↓↓↓

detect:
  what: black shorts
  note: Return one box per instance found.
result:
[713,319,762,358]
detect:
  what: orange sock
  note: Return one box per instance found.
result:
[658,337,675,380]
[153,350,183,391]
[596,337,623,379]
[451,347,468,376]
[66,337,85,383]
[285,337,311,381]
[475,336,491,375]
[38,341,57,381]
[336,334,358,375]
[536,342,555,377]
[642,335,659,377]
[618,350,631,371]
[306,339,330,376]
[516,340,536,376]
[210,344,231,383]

↑↑↑

TASK BRIEF >>
Reproduce all of the records above line for line, with no changes.

CORRECT RESPONSE >>
detect:
  what: black shorts
  note: Return one box per instance found.
result:
[713,319,762,358]
detect:
  what: orange sock
  note: Return one box per instance found.
result:
[658,337,675,380]
[153,350,183,391]
[596,337,623,379]
[451,347,468,376]
[66,337,85,383]
[285,337,311,381]
[475,336,491,375]
[38,341,57,381]
[336,334,358,375]
[536,342,555,377]
[642,335,659,377]
[618,350,631,371]
[306,339,330,376]
[516,340,536,376]
[210,344,231,383]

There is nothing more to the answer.